Werk een deel van de tekst over kinderopvangtoeslagfraude bij en geef het opnieuw, met elke keer "mededaders" vervangen door "medeverdachten". Begin bij de woorden "Rechtbank Amsterdam 5" en stop na "honderdduizenden euro’s opgelicht.".

■ GETOONDE TEKST ■
---+---

Kinderopvangtoeslagfraude: Art. 359a Sv-verweer omdat niet kan worden uitgesloten dat onderzoek is gestart n.a.v. uitkomst discriminatoire algoritmes

Rechtbank Amsterdam 5 april 2022, ECLI:NL:RBAMS:2022:1830

Verdachte en haar mededaders hielden zich op grote schaal bezig met het valselijk opmaken van stukken en indienen van aanvraag- en wijzigingsformulieren kinderopvangtoeslag en hebben de verkregen gelden vervolgens witgewassen. Hierdoor hebben verdachte en haar mededaders misbruik gemaakt van het systeem van de Belastingdienst, waarvan het doel is miljoenen ouders op een zo efficiënt mogelijke manier financieel te ondersteunen als zij gebruik maken van kinderopvang. De Belastingdienst Toeslagen is hierbij bovendien gedurende een lange periode voor honderdduizenden euro’s opgelicht.

Het standpunt van de verdediging

De verdediging heeft zich op het standpunt gesteld dat artikel 6 van het Europese Verdrag voor de Rechten van de Mens (EVRM) is geschonden. Op basis van het door het Openbaar Ministerie verstrekte procesdossier bestaat te veel onduidelijkheid over de bruikbaarheid van de startgegevens waardoor er niet kan worden gesproken van een eerlijk proces. Uit het procesdossier valt niet af te leiden op welke basis aanvrager persoon 1 is geselecteerd, zodat niet kan worden uitgesloten dat dit is gebeurd op basis van discriminatoire algoritmes. De naam persoon 1 is een bekende Surinaamse naam. Gelet op het feit dat – indien er sprake is geweest van een selectie op basis van discriminatoire algoritmes – het een ernstige schending betreft en er tevens sprake is van een direct causaal verband tussen het geschonden voorschrift en het verkregen bewijsmateriaal, moet er in dit geval op grond van art. 359a lid 1 onder b van het Wetboek van Strafvordering (Sv) worden overgegaan tot uitsluiting van het bewijs dat door middel van het onrechtmatige, niet onafhankelijke en niet onpartijdige onderzoek is verkregen. Bij de beoordeling van de (omvang van de) ernst van het verzuim moet daarnaast ook betrokken worden dat de opsporingmethode op basis van discriminatoire algoritmes kennelijk gedurende vele jaren structureel werd toegepast in Nederland. Een structurele schending is extra reden om tot bewijsuitsluiting over te gaan. De consequentie hiervan is dat verdachte moet worden vrijgesproken.

---+---

■ FRAGMENT UIT MATERIAAL ■
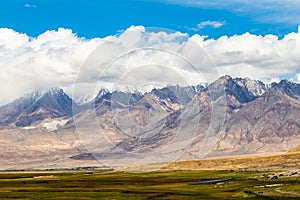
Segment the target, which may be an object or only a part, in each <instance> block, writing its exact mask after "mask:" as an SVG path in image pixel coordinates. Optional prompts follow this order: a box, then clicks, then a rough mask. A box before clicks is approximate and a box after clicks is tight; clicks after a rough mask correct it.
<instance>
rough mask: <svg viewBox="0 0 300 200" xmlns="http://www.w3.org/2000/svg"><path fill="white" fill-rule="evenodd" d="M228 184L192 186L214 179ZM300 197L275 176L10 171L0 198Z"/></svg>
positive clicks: (197, 171)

---+---

■ UITGEWERKTE OPDRACHT ■
Rechtbank Amsterdam 5 april 2022, ECLI:NL:RBAMS:2022:1830

Verdachte en haar medeverdachten hielden zich op grote schaal bezig met het valselijk opmaken van stukken en indienen van aanvraag- en wijzigingsformulieren kinderopvangtoeslag en hebben de verkregen gelden vervolgens witgewassen. Hierdoor hebben verdachte en haar medeverdachten misbruik gemaakt van het systeem van de Belastingdienst, waarvan het doel is miljoenen ouders op een zo efficiënt mogelijke manier financieel te ondersteunen als zij gebruik maken van kinderopvang. De Belastingdienst Toeslagen is hierbij bovendien gedurende een lange periode voor honderdduizenden euro’s opgelicht.